Onunla kendi bizzât o kitabı yazsa, daha mı kolaydır? Yoksa; o kâğıt, mürekkeb, kalem içinde o kitabdan daha san’atlı, daha zahmetli, yalnız o tek kitaba mahsus olarak bir yazı makinesi îcad etsin; sonra o şuursuz makineye “Haydi sen yaz” desin de kendi karışmasın, daha mı kolaydır? Acaba yüz def’a yazıdan daha müşkil değil midir?
Eğer desen: Evet bir kitabı yazan makinenin îcadı, o kitabdan yüz def’a daha müşkildir. Fakat o makine, aynı kitabın bir çok nüshalarını yazmasına vasıta olmak cihetiyle, belki bir kolaylık var?
Elcevab: Nakkaş-ı Ezeli, hadsiz kudretiyle nihayetsiz cilve-i Esmâsını her vakit tazelendirmekle, ayrı ayrı şekilde göstermek için, eşyadaki teşahhusları ve husûsi sîmâları öyle bir sûrette halketmiştir ki; hiçbir mektub-u Samedanî ve hiçbir kitab-ı Rabbânî, diğer kitabların aynı aynına olamıyor. Alâküllihal, ayrı ma’naları ifade etmek için, ayrı bir sîması bulunacak.

# [Veri bölümü]
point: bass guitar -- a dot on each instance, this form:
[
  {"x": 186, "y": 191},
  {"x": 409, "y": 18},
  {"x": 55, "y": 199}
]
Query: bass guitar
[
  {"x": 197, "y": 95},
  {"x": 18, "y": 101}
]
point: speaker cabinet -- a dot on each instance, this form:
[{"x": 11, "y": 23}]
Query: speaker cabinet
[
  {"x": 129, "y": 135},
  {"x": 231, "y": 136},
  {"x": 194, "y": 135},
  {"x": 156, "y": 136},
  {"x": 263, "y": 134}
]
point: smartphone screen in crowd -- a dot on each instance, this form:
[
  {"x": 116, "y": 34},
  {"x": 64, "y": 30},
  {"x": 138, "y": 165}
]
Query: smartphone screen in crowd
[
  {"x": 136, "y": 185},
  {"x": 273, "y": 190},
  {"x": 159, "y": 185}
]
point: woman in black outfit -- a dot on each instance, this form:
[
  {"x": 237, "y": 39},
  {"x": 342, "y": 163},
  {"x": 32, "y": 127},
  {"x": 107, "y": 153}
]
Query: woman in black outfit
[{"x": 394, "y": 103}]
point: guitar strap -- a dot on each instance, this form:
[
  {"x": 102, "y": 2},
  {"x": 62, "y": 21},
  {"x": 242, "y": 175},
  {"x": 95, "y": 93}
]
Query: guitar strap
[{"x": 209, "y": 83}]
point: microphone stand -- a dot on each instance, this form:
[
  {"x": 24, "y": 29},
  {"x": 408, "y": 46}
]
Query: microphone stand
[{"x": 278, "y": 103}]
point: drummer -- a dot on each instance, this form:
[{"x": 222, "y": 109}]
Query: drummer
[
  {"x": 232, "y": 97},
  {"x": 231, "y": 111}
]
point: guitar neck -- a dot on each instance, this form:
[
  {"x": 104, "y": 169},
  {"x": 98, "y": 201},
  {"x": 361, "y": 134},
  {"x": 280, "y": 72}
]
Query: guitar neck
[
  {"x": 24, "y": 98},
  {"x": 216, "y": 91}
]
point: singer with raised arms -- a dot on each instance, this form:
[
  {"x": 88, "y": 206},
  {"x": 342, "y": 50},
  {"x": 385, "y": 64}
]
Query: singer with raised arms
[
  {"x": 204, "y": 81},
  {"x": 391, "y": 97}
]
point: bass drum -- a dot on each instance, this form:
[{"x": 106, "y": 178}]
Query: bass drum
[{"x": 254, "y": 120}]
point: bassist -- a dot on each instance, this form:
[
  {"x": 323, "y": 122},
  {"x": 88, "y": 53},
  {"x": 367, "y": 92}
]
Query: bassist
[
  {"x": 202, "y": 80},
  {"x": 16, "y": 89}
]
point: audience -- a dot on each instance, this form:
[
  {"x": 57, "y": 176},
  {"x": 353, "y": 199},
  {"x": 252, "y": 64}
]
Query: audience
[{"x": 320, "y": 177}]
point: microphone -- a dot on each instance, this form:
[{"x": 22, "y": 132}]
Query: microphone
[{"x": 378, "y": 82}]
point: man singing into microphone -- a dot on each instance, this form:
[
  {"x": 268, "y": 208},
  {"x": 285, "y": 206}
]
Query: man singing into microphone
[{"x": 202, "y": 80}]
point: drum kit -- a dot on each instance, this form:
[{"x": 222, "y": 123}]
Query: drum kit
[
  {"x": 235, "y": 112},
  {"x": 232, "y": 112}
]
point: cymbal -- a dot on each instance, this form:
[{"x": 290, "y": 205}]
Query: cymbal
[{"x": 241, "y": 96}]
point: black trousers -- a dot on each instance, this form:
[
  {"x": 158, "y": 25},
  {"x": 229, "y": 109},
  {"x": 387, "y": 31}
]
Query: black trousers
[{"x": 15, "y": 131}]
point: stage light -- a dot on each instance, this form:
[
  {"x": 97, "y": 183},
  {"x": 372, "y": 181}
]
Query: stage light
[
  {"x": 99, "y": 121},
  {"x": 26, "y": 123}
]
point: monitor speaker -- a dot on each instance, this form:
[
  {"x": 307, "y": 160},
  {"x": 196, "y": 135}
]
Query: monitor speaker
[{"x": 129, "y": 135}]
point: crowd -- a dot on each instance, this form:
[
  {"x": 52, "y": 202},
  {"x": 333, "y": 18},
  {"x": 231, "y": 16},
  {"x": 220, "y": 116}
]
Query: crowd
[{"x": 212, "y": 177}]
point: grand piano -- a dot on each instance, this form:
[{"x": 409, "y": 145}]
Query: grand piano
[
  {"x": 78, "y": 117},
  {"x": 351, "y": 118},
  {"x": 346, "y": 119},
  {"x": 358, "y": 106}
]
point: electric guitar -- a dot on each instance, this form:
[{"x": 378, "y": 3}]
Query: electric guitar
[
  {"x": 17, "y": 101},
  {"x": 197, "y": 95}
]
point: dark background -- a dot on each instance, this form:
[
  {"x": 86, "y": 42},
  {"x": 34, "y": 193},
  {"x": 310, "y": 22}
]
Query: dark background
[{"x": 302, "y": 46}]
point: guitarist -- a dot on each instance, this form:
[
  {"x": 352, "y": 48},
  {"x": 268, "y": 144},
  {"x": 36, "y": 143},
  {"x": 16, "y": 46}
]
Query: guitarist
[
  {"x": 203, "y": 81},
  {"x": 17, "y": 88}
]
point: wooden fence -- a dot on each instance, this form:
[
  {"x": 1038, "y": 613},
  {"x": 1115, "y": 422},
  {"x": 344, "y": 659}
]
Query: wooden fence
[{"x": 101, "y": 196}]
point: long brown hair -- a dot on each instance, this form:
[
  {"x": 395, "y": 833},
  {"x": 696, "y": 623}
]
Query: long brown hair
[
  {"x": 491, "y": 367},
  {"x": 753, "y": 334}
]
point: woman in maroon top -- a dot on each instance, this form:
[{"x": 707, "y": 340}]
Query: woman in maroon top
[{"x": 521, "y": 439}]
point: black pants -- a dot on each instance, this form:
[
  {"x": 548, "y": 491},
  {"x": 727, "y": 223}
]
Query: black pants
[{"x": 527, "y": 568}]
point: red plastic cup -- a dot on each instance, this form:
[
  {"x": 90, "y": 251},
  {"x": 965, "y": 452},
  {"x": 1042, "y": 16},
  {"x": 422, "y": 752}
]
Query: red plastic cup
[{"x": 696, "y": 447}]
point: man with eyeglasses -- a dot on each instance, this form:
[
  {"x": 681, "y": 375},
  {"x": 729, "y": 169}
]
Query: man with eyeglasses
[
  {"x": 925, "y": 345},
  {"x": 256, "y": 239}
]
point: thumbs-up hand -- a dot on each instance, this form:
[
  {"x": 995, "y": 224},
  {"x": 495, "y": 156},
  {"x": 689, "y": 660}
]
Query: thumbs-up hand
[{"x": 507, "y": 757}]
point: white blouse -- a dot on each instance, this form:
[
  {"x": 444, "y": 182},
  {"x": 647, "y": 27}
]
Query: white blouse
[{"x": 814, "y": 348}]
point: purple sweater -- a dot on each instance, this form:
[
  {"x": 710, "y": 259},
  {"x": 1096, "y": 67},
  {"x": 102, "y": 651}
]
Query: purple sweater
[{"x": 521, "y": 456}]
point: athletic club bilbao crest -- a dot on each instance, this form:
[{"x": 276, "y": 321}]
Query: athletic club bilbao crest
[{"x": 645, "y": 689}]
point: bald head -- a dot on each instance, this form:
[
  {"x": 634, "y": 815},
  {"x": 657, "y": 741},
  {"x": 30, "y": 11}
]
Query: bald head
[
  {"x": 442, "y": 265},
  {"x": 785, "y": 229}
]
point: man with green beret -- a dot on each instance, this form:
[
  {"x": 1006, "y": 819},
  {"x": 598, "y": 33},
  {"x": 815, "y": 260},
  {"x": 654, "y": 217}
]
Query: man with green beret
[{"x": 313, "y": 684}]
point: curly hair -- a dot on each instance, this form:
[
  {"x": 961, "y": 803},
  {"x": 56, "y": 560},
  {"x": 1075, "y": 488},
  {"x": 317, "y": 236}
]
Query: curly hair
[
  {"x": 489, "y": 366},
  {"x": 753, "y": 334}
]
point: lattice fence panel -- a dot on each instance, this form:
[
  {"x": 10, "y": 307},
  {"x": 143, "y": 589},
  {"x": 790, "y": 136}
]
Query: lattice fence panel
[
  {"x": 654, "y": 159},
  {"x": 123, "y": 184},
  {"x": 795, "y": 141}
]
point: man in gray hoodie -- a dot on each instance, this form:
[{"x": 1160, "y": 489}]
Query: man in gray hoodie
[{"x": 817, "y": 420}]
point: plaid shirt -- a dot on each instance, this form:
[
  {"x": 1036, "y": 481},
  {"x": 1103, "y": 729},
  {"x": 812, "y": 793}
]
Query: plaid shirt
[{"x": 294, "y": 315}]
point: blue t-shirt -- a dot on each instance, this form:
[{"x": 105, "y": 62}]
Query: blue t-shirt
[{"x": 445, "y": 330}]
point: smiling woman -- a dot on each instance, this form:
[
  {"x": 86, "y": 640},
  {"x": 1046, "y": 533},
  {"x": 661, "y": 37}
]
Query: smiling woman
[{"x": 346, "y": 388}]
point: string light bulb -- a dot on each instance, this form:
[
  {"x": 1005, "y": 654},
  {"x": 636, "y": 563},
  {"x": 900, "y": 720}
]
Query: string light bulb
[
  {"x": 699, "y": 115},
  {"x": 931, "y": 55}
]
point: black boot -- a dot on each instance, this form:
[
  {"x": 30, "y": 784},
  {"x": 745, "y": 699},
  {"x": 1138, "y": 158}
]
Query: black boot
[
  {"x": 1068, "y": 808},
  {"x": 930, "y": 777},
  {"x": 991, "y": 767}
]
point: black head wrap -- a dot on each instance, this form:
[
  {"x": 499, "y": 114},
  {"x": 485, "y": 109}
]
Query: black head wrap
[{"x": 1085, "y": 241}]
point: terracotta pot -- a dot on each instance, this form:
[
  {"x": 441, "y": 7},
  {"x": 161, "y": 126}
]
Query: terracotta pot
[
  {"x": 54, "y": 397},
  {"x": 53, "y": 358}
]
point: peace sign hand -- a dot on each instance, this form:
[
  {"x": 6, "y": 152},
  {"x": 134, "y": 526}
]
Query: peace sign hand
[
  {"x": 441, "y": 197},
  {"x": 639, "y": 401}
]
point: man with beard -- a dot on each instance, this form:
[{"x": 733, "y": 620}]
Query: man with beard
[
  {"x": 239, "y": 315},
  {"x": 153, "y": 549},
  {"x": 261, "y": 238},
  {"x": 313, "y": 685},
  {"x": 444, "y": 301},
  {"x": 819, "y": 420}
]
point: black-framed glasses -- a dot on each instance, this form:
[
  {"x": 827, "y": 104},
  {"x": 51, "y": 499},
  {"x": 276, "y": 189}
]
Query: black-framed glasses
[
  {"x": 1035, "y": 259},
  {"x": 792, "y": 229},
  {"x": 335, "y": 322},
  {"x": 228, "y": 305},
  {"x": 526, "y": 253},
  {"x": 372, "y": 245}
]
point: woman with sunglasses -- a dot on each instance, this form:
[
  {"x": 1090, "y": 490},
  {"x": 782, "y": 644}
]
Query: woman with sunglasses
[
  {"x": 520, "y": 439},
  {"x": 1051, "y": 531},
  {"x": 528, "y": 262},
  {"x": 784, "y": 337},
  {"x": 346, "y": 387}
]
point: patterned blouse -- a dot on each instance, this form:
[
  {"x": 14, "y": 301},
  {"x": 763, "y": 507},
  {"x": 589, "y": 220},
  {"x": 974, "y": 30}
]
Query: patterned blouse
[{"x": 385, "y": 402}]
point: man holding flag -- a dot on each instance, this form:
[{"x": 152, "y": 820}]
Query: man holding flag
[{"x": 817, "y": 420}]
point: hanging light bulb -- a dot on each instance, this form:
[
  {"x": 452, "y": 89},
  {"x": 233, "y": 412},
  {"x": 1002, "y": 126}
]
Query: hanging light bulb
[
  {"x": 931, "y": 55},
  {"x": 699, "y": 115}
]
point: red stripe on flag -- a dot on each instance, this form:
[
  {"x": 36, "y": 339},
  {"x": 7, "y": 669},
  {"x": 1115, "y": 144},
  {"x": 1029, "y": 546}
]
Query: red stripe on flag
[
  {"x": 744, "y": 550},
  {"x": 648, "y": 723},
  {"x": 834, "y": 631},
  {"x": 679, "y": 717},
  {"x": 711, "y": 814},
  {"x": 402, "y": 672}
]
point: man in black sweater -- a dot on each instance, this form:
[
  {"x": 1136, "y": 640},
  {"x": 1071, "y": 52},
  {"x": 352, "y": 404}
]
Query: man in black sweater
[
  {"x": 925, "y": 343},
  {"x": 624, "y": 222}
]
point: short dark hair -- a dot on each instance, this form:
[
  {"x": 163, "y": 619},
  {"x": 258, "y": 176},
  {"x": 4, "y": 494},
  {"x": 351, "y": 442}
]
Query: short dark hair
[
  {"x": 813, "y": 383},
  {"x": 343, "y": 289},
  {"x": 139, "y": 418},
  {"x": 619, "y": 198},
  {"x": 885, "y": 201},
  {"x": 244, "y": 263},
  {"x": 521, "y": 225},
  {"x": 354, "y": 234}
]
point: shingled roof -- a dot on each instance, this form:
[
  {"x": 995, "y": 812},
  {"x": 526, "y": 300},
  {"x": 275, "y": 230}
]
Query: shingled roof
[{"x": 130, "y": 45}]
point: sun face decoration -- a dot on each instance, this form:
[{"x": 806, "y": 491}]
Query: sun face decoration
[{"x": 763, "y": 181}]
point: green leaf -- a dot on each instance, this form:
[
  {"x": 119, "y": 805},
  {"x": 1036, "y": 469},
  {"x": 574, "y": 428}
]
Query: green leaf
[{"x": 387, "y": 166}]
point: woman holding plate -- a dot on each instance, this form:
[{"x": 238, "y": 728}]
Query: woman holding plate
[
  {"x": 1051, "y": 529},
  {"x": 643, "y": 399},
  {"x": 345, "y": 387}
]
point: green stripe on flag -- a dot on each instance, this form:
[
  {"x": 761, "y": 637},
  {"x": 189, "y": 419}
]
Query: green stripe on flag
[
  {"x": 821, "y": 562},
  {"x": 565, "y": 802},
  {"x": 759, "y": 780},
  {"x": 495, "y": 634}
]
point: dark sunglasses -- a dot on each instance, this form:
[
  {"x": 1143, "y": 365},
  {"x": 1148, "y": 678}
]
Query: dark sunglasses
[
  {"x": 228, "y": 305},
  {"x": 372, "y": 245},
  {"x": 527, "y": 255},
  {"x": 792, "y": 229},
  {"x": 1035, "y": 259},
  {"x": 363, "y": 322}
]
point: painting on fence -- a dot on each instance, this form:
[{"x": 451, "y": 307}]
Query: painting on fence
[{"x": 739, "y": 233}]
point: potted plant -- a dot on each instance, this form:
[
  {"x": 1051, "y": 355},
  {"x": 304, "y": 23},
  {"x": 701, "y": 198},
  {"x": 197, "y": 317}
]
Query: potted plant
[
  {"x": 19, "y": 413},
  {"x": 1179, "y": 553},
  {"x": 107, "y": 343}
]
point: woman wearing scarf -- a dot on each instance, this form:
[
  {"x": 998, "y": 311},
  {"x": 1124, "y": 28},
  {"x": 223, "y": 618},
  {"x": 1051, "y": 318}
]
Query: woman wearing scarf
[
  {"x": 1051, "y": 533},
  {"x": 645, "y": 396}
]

# [İstenen görev 1]
Listede "cabinet" kelimesini içeren satırları sayın ve yalnızca bu sayıyı yazın.
# [İstenen görev 2]
Kitabı yazan makine üzerine olan alıntıyı son cümlesinden sonra devam ettirin.

# [Nihai cevap 1]
2

# [Nihai cevap 2]
Eğer gözün varsa insanın sîmâsına bak, gör ki; zaman-ı Âdem’den şimdiye kadar, belki ebede kadar, bu küçük sîmâda, âza-yı esasîde ittifak ile beraber, herbir sîma, umum sîmâlara nisbeten, herbirisine karşı birer alâmet-i fârikası var olduğu kat’iyyen sâbittir. Bunun için herbir sîmâ, ayrı bir kitabdır. Yalnız san’atın tanzimi için ayrı bir yazı takımı ve ayrı bir tertib ve te’lif ister. Ve maddelerini hem getirmek, hem yerleştirmek ve hem de vücûda lâzım olan herşeyi dercetmek için, bütün bütün başka bir tezgâh ister.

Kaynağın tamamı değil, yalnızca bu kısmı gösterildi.